## Exercise directions
Every line in the records below that holds "road" must be identified and copied.

## Provided records
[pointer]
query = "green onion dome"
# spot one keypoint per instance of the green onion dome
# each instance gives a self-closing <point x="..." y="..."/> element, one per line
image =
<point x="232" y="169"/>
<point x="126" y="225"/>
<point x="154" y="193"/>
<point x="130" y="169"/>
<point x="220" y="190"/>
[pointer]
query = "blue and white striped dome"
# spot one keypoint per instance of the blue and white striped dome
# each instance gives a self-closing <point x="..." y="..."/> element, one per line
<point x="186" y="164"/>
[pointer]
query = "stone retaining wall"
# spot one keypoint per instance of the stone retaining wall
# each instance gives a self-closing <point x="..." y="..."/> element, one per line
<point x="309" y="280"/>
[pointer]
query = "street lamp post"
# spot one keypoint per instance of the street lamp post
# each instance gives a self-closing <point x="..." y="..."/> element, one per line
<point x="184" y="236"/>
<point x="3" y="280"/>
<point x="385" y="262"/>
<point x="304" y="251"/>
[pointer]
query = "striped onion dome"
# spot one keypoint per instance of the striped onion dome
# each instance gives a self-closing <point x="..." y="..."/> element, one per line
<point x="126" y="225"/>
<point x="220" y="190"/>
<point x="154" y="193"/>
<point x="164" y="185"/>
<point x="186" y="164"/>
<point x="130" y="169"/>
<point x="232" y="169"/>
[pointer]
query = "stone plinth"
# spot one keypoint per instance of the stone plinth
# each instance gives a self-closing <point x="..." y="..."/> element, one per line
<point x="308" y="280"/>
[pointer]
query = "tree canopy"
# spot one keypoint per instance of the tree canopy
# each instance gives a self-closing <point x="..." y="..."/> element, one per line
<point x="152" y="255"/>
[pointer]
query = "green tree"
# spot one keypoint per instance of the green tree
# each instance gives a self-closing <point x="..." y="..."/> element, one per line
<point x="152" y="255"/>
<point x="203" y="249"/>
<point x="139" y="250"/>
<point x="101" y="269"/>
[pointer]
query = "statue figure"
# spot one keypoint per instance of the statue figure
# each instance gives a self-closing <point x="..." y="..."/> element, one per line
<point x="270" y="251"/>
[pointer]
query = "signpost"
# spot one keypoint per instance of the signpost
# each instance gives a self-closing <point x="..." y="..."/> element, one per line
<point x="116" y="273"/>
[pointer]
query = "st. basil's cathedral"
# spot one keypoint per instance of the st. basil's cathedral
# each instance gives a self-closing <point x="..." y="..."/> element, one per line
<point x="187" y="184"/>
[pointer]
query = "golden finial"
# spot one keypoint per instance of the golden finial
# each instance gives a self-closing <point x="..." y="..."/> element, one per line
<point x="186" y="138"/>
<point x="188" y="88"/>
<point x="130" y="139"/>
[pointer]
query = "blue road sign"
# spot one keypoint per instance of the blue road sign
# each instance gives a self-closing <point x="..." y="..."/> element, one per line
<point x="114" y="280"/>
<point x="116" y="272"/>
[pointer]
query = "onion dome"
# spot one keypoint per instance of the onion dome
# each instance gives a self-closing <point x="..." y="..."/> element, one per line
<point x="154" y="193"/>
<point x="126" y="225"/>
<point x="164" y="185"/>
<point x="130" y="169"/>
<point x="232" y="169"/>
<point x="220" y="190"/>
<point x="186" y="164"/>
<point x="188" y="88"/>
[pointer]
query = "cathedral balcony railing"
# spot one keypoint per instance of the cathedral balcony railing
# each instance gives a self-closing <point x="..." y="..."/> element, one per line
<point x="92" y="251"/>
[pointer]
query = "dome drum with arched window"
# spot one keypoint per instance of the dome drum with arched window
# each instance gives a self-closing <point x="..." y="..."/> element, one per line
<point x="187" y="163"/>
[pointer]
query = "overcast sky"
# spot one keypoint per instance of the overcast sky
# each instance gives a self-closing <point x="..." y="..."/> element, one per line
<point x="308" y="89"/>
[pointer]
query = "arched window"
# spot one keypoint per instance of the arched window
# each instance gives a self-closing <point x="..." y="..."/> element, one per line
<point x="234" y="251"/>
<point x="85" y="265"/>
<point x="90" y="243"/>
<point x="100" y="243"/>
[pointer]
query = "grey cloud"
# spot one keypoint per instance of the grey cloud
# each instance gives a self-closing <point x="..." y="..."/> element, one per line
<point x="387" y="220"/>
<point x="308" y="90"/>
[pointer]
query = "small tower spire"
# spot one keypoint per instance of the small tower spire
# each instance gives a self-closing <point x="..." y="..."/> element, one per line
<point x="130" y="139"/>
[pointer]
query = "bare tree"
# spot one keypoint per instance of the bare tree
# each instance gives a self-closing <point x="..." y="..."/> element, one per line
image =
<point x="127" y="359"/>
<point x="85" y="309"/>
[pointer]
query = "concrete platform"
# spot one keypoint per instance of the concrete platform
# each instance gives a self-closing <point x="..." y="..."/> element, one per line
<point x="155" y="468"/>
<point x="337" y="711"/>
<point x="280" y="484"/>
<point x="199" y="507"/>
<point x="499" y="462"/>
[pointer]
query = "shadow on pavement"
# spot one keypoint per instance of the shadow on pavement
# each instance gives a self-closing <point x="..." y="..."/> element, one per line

## Reply to the exercise
query = "blue road sign"
# spot one keypoint per instance of the blue road sign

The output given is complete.